▶ WHAT NEEDS TO BE DONE:
Every record below must be returned exactly as it was received.

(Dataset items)
|---|
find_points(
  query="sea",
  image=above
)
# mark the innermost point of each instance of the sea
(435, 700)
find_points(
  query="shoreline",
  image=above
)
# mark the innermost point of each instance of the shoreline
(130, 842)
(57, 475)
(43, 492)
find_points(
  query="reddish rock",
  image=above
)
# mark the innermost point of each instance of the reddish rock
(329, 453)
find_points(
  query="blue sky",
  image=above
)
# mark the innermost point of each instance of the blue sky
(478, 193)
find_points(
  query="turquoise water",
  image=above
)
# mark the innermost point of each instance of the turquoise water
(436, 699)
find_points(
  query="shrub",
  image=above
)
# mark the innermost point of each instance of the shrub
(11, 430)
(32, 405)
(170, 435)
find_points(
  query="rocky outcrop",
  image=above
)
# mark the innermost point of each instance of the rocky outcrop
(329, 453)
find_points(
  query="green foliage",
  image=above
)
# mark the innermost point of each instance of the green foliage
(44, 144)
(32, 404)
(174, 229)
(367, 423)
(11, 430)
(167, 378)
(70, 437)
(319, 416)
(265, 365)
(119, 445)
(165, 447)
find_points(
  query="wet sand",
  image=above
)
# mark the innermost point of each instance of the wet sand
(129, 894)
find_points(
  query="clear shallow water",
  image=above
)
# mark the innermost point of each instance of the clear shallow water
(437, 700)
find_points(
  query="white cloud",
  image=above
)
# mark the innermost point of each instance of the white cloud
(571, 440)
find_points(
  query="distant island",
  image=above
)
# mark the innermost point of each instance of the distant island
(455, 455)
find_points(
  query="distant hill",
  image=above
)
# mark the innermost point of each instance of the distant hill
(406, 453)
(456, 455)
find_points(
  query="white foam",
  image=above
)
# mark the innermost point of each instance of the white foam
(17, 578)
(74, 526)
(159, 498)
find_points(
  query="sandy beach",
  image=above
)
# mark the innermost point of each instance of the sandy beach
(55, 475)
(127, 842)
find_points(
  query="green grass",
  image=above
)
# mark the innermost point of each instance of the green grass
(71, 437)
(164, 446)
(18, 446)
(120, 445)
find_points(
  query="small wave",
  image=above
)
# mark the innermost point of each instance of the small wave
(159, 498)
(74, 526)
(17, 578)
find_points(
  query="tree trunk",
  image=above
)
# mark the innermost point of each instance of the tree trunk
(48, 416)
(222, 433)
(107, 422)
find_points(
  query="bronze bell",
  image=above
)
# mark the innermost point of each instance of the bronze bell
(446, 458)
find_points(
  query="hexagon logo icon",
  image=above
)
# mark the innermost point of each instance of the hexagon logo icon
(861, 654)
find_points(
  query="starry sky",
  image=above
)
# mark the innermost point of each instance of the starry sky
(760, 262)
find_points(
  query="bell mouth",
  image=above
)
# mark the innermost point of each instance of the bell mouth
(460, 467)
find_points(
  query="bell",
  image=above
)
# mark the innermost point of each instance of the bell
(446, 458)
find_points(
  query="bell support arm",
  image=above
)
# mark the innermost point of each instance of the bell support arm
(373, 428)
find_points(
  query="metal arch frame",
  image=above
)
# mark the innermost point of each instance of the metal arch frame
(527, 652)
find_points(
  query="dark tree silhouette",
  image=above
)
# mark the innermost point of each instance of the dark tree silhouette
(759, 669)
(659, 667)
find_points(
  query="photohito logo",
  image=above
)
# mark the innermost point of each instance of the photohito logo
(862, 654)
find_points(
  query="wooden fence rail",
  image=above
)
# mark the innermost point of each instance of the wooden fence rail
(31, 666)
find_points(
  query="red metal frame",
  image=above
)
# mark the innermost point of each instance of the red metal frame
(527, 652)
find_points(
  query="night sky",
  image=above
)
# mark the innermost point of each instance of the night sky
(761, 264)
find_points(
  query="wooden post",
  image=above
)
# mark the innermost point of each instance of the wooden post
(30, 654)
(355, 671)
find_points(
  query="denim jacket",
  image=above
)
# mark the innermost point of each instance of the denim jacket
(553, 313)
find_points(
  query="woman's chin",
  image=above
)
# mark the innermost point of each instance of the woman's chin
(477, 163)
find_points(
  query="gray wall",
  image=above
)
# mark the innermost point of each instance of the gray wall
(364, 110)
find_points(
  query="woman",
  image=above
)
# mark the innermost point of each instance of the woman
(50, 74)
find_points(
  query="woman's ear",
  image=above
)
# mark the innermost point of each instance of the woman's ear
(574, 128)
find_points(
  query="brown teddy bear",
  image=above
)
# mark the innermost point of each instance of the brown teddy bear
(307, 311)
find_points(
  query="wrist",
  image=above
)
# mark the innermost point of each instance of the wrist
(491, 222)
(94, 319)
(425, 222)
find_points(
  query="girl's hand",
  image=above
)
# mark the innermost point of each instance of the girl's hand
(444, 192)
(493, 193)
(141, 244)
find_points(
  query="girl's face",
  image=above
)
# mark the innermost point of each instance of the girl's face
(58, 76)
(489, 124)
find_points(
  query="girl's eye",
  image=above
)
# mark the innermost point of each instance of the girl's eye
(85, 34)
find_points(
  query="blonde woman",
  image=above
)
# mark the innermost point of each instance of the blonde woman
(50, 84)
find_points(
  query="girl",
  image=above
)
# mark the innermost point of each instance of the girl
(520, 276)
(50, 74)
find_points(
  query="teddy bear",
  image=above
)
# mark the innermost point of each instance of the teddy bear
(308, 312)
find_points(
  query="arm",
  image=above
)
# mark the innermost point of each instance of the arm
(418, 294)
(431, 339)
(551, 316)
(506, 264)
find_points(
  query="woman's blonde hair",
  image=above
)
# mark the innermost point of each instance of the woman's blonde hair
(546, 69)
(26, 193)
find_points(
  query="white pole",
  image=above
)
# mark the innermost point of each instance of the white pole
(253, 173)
|---|
▶ RESPONSE:
find_points(
  query="sea",
  image=above
)
# mark the innermost point of each instance of the sea
(435, 700)
find_points(
  query="shoreline",
  image=above
)
# mark the innermost point of each instance of the shoreline
(130, 842)
(57, 475)
(43, 492)
find_points(
  query="reddish rock",
  image=above
)
# mark the innermost point of each instance of the reddish rock
(329, 453)
find_points(
  query="blue sky",
  image=above
)
# mark the innermost point of each instance of the blue sky
(478, 193)
find_points(
  query="turquoise water",
  image=above
)
# mark the innermost point of each instance of the turquoise water
(436, 699)
find_points(
  query="shrub",
  image=above
)
# mark the innermost point of each instance of the shrub
(11, 430)
(32, 405)
(170, 435)
find_points(
  query="rocky outcrop",
  image=above
)
# mark the innermost point of each instance of the rocky outcrop
(329, 453)
find_points(
  query="green foliage",
  image=above
)
# mark the innermost point of each instance of the green foliage
(44, 144)
(32, 404)
(174, 229)
(367, 423)
(11, 430)
(167, 378)
(70, 437)
(319, 416)
(265, 365)
(119, 445)
(165, 447)
find_points(
  query="wet sand",
  image=above
)
# mark the innermost point of each instance of the wet sand
(129, 894)
find_points(
  query="clear shallow water",
  image=above
)
# mark the innermost point of each instance of the clear shallow water
(437, 700)
find_points(
  query="white cloud",
  image=above
)
# mark the innermost point of each instance of the white cloud
(571, 440)
find_points(
  query="distant island",
  image=above
)
# mark the innermost point of each instance of the distant island
(455, 455)
find_points(
  query="distant hill",
  image=above
)
# mark the innermost point of each instance of the distant hill
(406, 453)
(456, 455)
find_points(
  query="white foam",
  image=above
)
# mark the innermost point of each instance of the white foam
(17, 578)
(74, 526)
(159, 498)
find_points(
  query="sandy beach",
  image=above
)
# mark the innermost point of each instance of the sandy beach
(55, 475)
(127, 842)
find_points(
  query="green grass",
  image=above
)
# mark the innermost point of each instance of the green grass
(71, 437)
(164, 446)
(18, 446)
(120, 445)
find_points(
  query="small wave",
  image=above
)
# mark the innermost point of each instance of the small wave
(159, 498)
(74, 526)
(17, 578)
find_points(
  query="tree trunk",
  image=above
)
# mark the innermost point of each instance of the tree trunk
(48, 416)
(222, 433)
(107, 422)
find_points(
  query="bronze bell",
  image=above
)
# mark the innermost point of each instance of the bronze bell
(446, 458)
find_points(
  query="hexagon logo icon",
  image=above
)
# mark the innermost point of each instance of the hexagon logo icon
(861, 654)
find_points(
  query="starry sky",
  image=above
)
# mark the innermost point of each instance of the starry sky
(760, 262)
find_points(
  query="bell mouth",
  image=above
)
# mark the innermost point of each instance of the bell mouth
(460, 467)
find_points(
  query="bell",
  image=above
)
# mark the innermost point of each instance of the bell
(446, 458)
find_points(
  query="bell support arm",
  image=above
)
# mark the innermost point of each instance of the bell support arm
(373, 428)
find_points(
  query="metal arch frame",
  image=above
)
# mark the innermost point of each instance of the metal arch frame
(527, 652)
find_points(
  query="dark tree silhouette",
  image=above
)
# mark the innermost point of each instance of the dark tree silhouette
(759, 669)
(659, 667)
find_points(
  query="photohito logo",
  image=above
)
# mark the innermost point of each instance of the photohito logo
(862, 654)
find_points(
  query="wooden fence rail",
  image=above
)
# mark the innermost point of each instance of the wooden fence rail
(31, 666)
find_points(
  query="red metal frame",
  image=above
)
# mark the innermost point of each instance of the red metal frame
(527, 652)
find_points(
  query="night sky",
  image=above
)
# mark the innermost point of each instance of the night sky
(761, 264)
find_points(
  query="wooden post",
  image=above
)
# mark the innermost point of each instance of the wooden post
(30, 654)
(355, 671)
find_points(
  query="denim jacket",
  image=above
)
# mark the innermost point of each instance of the denim jacket
(553, 313)
find_points(
  query="woman's chin",
  image=above
)
# mark the innermost point of each instance of the woman's chin
(477, 163)
find_points(
  query="gray wall",
  image=above
)
# mark the innermost point of each instance of the gray wall
(364, 110)
find_points(
  query="woman",
  image=above
)
# mark the innermost point of each instance of the woman
(50, 74)
find_points(
  query="woman's ear",
  image=above
)
# mark the innermost point of each instance of the woman's ear
(574, 128)
find_points(
  query="brown teddy bear",
  image=above
)
# mark the innermost point of each instance of the brown teddy bear
(307, 311)
find_points(
  query="wrist",
  image=above
)
# mark the innermost point of each instance of the wrist
(491, 222)
(94, 319)
(425, 222)
find_points(
  query="girl's hand",
  image=above
)
# mark the innermost point of each instance of the girl's hand
(444, 192)
(493, 193)
(141, 244)
find_points(
  query="girl's face",
  image=above
)
# mark the innermost point of each instance of the girl's face
(58, 76)
(489, 124)
find_points(
  query="girl's eye",
  image=above
)
# mark the innermost point of each instance of the girl's eye
(85, 34)
find_points(
  query="blonde woman",
  image=above
)
# mark the innermost point of each instance of the blonde woman
(50, 84)
find_points(
  query="girl",
  image=above
)
# mark the innermost point of each instance of the girl
(520, 276)
(50, 74)
find_points(
  query="teddy bear",
  image=above
)
# mark the innermost point of each instance of the teddy bear
(308, 312)
find_points(
  query="arm",
  image=above
)
# mark the innermost point of each instance of the arm
(418, 294)
(431, 339)
(551, 316)
(506, 264)
find_points(
  query="woman's blonde hair",
  image=above
)
# mark the innermost point of each instance of the woman's blonde hair
(546, 69)
(26, 193)
find_points(
  query="white pole",
  image=above
)
# mark the innermost point of each instance of the white pole
(253, 173)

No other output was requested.